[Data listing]
═══

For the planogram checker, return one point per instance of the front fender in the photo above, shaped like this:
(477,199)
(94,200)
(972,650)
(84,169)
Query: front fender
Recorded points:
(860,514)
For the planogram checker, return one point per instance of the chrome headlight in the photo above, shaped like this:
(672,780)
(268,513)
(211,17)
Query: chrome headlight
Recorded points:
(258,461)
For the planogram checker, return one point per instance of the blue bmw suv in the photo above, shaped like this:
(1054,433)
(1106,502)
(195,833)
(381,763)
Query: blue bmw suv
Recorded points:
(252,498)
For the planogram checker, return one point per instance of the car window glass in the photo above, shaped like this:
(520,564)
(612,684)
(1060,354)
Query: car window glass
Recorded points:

═══

§ EXERCISE TASK
Copy all of the material above line for line, with no changes.

§ TASK RESULT
For the planogram checker, return one point per instance of the front fender in the photo above, shaped like this:
(477,199)
(94,200)
(972,650)
(84,169)
Query: front fender
Recorded points:
(860,514)
For the planogram checker, return one point per instance of the chrome headlight in the photo above, shaped like this:
(672,780)
(268,513)
(211,17)
Query: chrome headlight
Recorded points:
(258,461)
For the planogram checker, return one point per instance of the blue bmw suv in the photo above, shaped like this:
(1054,433)
(1106,502)
(195,833)
(381,763)
Query: blue bmw suv
Recorded points:
(252,498)
For the planogram checker, return one point per instance of the car window glass in the photo above, shaped like this:
(520,564)
(612,684)
(1060,354)
Query: car window glass
Recorded points:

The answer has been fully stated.